_WRITTEN INSTRUCTION_
From the data below, collect every line that contains the string "metal". Case counts.

_Data listing_
▼▼▼

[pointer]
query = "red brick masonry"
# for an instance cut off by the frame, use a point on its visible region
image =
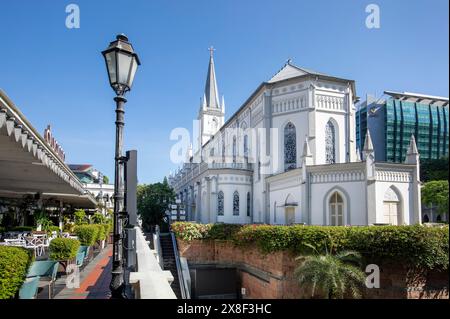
(271, 276)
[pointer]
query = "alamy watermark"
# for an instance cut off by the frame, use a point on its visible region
(73, 17)
(373, 19)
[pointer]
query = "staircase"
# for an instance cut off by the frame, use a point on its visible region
(169, 262)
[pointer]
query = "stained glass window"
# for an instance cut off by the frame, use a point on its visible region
(223, 152)
(330, 143)
(220, 204)
(290, 147)
(248, 204)
(246, 146)
(234, 149)
(336, 210)
(236, 203)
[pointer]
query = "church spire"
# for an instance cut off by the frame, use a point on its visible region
(211, 92)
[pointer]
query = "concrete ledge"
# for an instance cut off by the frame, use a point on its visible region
(149, 281)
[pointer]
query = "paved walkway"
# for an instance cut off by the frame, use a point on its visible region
(94, 279)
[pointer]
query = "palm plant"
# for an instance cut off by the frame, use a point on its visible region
(333, 276)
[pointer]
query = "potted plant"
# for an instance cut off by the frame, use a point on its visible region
(64, 250)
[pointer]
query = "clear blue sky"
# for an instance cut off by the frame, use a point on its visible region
(57, 75)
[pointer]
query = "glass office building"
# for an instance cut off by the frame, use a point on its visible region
(392, 121)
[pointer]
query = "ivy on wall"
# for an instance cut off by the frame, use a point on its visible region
(416, 245)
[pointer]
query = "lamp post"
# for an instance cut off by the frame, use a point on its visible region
(121, 63)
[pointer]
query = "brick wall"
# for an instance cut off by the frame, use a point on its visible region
(272, 275)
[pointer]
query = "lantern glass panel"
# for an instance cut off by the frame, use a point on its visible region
(110, 58)
(132, 72)
(124, 61)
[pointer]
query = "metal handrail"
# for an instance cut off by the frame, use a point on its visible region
(184, 293)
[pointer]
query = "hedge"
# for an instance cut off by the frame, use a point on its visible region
(63, 248)
(101, 234)
(87, 234)
(23, 228)
(14, 263)
(416, 245)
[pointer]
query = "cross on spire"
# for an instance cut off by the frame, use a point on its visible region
(211, 50)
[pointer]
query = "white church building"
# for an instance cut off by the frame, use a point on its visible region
(288, 155)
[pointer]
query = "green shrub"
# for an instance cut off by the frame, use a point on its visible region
(14, 263)
(107, 228)
(63, 248)
(98, 218)
(415, 245)
(191, 231)
(101, 234)
(87, 234)
(69, 227)
(80, 217)
(52, 229)
(223, 231)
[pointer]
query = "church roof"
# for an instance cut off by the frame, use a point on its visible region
(211, 92)
(289, 70)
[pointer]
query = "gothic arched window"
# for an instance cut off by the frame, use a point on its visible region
(336, 210)
(223, 152)
(248, 204)
(246, 146)
(236, 203)
(330, 143)
(220, 204)
(234, 149)
(290, 147)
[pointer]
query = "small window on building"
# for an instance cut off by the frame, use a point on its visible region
(249, 205)
(236, 204)
(220, 201)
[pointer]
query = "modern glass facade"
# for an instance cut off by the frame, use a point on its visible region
(428, 122)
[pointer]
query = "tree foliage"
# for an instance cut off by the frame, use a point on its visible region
(152, 202)
(433, 170)
(331, 276)
(436, 193)
(415, 245)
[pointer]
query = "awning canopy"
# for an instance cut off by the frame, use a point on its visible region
(28, 164)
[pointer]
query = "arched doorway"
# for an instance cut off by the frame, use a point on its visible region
(391, 203)
(336, 204)
(289, 210)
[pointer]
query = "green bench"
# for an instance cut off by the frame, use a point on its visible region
(46, 269)
(29, 288)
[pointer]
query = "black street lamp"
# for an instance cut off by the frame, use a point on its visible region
(121, 63)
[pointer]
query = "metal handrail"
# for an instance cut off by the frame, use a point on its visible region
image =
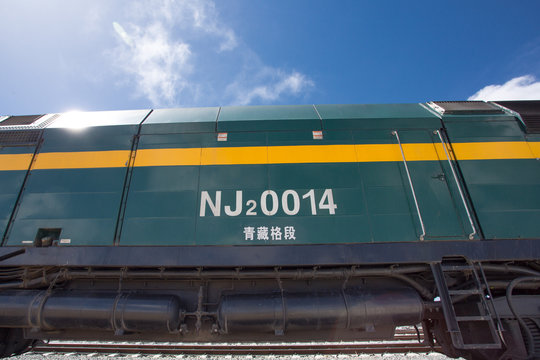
(471, 235)
(412, 187)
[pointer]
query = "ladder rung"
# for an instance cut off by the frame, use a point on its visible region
(465, 292)
(457, 267)
(494, 345)
(473, 318)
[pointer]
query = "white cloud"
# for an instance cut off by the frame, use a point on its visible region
(276, 85)
(158, 63)
(181, 53)
(519, 88)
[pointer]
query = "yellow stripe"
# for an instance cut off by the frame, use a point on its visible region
(15, 161)
(82, 160)
(535, 148)
(271, 155)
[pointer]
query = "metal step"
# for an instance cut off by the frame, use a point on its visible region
(465, 292)
(448, 303)
(473, 318)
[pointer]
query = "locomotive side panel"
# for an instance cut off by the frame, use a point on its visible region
(74, 189)
(501, 172)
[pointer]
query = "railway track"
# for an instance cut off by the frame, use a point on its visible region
(404, 342)
(366, 348)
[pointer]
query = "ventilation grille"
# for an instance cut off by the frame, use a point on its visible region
(19, 137)
(467, 107)
(20, 120)
(529, 112)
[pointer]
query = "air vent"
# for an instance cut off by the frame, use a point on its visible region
(466, 107)
(529, 110)
(19, 137)
(20, 120)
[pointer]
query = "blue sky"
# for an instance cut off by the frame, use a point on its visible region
(58, 56)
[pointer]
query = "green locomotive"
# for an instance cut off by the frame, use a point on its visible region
(274, 223)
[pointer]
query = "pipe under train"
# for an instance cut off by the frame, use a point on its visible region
(355, 308)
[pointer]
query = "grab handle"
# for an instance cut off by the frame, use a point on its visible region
(412, 187)
(471, 235)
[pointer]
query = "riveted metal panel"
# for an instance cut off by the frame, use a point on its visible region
(387, 116)
(529, 112)
(20, 120)
(77, 179)
(503, 187)
(187, 120)
(468, 107)
(264, 118)
(14, 166)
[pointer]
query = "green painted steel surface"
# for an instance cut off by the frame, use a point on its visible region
(83, 203)
(263, 118)
(374, 200)
(505, 193)
(189, 120)
(11, 183)
(305, 203)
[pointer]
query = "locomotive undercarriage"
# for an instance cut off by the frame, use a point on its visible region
(269, 304)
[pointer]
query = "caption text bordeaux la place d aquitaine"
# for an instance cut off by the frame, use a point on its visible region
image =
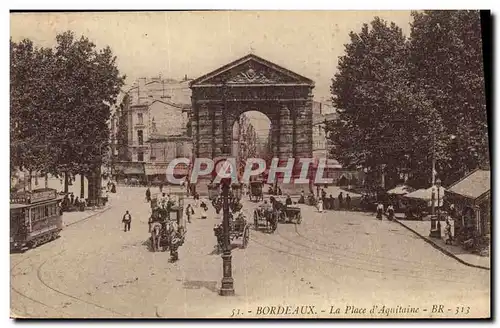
(227, 169)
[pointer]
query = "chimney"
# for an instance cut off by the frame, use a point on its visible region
(141, 90)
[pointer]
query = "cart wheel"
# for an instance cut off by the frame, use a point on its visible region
(246, 236)
(34, 243)
(274, 226)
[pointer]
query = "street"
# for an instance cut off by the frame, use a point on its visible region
(334, 259)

▲▲▲

_OUTPUT BELOW_
query = "metal handrail"
query = "metal handrail"
query = "metal step"
query = "riveted metal panel"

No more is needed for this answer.